■ **Supplied data**
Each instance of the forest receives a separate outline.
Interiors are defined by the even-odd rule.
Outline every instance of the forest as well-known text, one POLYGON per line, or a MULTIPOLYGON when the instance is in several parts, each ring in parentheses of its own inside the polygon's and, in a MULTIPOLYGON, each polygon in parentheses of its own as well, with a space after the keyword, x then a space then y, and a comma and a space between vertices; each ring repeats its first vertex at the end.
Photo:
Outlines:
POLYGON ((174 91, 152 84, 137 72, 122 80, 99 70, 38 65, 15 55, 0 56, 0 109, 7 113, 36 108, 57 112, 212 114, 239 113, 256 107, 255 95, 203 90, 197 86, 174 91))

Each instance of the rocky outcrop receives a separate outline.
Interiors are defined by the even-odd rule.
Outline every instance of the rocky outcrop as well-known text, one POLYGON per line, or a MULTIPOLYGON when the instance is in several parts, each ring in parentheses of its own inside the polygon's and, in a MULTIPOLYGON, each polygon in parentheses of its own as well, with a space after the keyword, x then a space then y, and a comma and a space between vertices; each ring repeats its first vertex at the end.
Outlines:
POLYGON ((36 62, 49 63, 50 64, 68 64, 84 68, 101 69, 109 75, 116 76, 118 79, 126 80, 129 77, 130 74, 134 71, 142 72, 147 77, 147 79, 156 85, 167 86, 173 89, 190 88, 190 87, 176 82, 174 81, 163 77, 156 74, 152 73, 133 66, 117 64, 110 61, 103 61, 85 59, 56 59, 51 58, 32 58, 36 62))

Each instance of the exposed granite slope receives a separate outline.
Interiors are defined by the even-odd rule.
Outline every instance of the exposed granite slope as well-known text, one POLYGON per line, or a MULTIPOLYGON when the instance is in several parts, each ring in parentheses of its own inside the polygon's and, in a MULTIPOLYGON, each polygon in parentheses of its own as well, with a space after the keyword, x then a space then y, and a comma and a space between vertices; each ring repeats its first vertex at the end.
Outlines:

■ **Task to complete**
Update the material above by replacing every occurrence of "even-odd rule" with "nonzero winding rule" and leaving everything else unchanged.

■ **In response**
Each instance of the forest receives a separate outline.
Interiors are defined by the nonzero winding rule.
Outline every instance of the forest as well-known text, one POLYGON per line, or a MULTIPOLYGON when the instance is in several parts, each ring in parentheses of its own inside the polygon's and, in a MULTIPOLYGON, each polygon in parentheses of its own as well, with a space after the keyword, x then a space then y, and a comma and a space between vertices; each ring repeats its first vertex at the end.
Photo:
Outlines:
POLYGON ((174 91, 152 84, 137 72, 122 80, 99 70, 38 65, 15 55, 0 56, 0 109, 7 113, 36 108, 57 112, 212 114, 239 113, 256 107, 255 95, 203 90, 197 86, 174 91))

Each instance of the rocky outcrop receives a separate outline.
Interiors are defined by the nonzero winding rule.
Outline every instance of the rocky outcrop as well-known text, one POLYGON per line, or a MULTIPOLYGON when the instance is in several parts, each ring in parentheses of its own inside the polygon's and, in a MULTIPOLYGON, each polygon in parentheses of its own as well, with a space after the keyword, x then a space then y, and a comma and a space between vertices; each ring repeats its first vertex at the end.
Outlines:
POLYGON ((36 62, 49 63, 50 64, 68 64, 84 68, 101 69, 109 75, 116 76, 118 79, 126 80, 129 77, 130 74, 134 71, 142 72, 147 77, 147 79, 156 85, 167 86, 173 89, 190 88, 190 87, 176 82, 174 81, 163 77, 156 74, 152 73, 133 66, 117 64, 110 61, 103 61, 85 59, 56 59, 51 58, 32 58, 36 62))

Each instance of the exposed granite slope receives a separate outline.
Interiors are defined by the nonzero winding rule.
Outline every instance of the exposed granite slope as well-known text, one POLYGON per line, or a MULTIPOLYGON when the instance is in several parts, each ring in parentheses of its own inside the polygon's and, in a MULTIPOLYGON, each polygon in parentheses of its own as well, with a space after the keyword, x then a space then y, and a comma and a space between vertices; each ring repeats its first vertex at the end.
Outlines:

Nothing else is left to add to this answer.